[Begin]

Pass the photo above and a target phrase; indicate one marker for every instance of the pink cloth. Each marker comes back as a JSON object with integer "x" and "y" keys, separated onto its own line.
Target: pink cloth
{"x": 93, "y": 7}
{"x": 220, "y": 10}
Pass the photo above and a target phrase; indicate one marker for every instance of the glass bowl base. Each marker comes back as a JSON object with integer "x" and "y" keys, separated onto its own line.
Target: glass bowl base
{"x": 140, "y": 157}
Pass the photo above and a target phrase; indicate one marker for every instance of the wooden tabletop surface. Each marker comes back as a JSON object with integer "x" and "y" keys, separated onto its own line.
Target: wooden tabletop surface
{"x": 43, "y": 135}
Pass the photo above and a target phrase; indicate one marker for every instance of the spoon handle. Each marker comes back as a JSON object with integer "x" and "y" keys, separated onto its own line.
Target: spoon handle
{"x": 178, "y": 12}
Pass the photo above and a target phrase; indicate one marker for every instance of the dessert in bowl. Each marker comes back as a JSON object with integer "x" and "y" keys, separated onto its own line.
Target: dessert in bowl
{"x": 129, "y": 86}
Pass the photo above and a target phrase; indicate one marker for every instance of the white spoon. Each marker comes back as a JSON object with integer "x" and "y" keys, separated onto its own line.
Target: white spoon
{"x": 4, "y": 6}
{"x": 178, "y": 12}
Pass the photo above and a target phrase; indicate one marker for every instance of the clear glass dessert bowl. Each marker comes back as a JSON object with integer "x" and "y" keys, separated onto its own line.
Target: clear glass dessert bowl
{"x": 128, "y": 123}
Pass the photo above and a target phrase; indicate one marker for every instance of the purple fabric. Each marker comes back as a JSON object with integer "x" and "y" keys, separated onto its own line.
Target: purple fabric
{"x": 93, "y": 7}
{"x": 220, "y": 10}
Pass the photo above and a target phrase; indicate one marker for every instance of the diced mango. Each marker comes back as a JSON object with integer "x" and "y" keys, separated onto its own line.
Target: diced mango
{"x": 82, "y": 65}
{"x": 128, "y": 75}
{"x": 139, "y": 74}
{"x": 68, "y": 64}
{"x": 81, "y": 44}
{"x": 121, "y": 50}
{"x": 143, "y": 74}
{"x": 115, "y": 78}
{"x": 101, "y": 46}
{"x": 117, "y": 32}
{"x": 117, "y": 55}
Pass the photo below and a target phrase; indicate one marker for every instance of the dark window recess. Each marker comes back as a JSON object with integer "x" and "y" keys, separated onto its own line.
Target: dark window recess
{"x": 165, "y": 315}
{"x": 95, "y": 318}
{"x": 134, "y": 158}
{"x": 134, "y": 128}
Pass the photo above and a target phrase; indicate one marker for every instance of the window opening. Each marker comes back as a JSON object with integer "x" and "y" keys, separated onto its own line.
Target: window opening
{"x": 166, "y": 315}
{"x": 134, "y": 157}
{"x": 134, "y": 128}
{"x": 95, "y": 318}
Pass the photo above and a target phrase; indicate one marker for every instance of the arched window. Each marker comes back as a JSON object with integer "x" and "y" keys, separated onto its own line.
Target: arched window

[End]

Using the entries above, please restate each one word for word.

■ The solution:
Pass the photo above and a target phrase; indicate one marker for every instance of the pink cloth. Each marker comes back as a JSON object with integer "x" and "y" keys, separated onto its own line.
Target: pink cloth
{"x": 93, "y": 7}
{"x": 220, "y": 10}
Pass the photo above and a target phrase; indicate one marker for every instance of the glass bowl base. Each marker comes back as a JSON object with integer "x" and "y" keys, separated onto its own line.
Target: glass bowl base
{"x": 140, "y": 157}
Pass the photo above and a target phrase; indicate one marker for every instance of the wooden tabletop surface. Each marker comes back as a JSON object with integer "x" and "y" keys, separated onto its own line.
Target: wooden tabletop surface
{"x": 43, "y": 135}
Pass the photo above and a target phrase; indicate one marker for every instance of the spoon handle. Each marker comes back as a JSON object with integer "x" and "y" keys, separated onto its own line.
Target: spoon handle
{"x": 178, "y": 12}
Pass the photo above and a target phrase; indicate one marker for every instance of the dessert in bowl. Each marker comes back as a JSON object with integer "x" and "y" keys, separated onto its own line.
Target: dessert in bowl
{"x": 129, "y": 86}
Pass the photo above and a target phrase; indicate one marker for every instance of the white spoon. Each marker comes back as a JSON object with integer "x" and "y" keys, separated onto its own line.
Target: white spoon
{"x": 4, "y": 6}
{"x": 178, "y": 12}
Pass the photo above and a target phrase; indicate one marker for every instance of the clear glass dessert bowl. Each marker comes back as a JSON object with integer "x" and "y" keys, separated onto its own line.
Target: clear glass dessert bowl
{"x": 128, "y": 123}
Pass the photo above and a target phrase; indicate one marker for every instance of the purple fabric. Each marker comes back as a JSON object with integer "x" and "y" keys, separated onto its own line.
Target: purple fabric
{"x": 93, "y": 7}
{"x": 220, "y": 10}
Pass the photo above and a target phrase; indicate one marker for every instance of the diced mango. Each marker comes back as a JSON object with integer "x" and "y" keys, separated onto its own line.
Target: diced mango
{"x": 82, "y": 65}
{"x": 128, "y": 75}
{"x": 139, "y": 74}
{"x": 68, "y": 64}
{"x": 81, "y": 44}
{"x": 121, "y": 50}
{"x": 143, "y": 74}
{"x": 115, "y": 78}
{"x": 101, "y": 46}
{"x": 117, "y": 32}
{"x": 117, "y": 55}
Pass the photo below and a target phrase; indicate one marker for every instance of the dark window recess. Each marker comes back as a JSON object with integer "x" and "y" keys, separated onto its own line.
Target: dark window recess
{"x": 165, "y": 315}
{"x": 95, "y": 318}
{"x": 134, "y": 158}
{"x": 134, "y": 128}
Pass the photo above and a target phrase; indicate one marker for every instance of the window opening. Each marker comes back as a JSON object with integer "x" and "y" keys, separated onto its own line.
Target: window opening
{"x": 166, "y": 315}
{"x": 134, "y": 157}
{"x": 134, "y": 128}
{"x": 95, "y": 318}
Pass the photo above and a target phrase; indicate one marker for every instance of the arched window. Each marker comes back as a JSON object with integer "x" and "y" keys, separated onto its own line.
Target: arched window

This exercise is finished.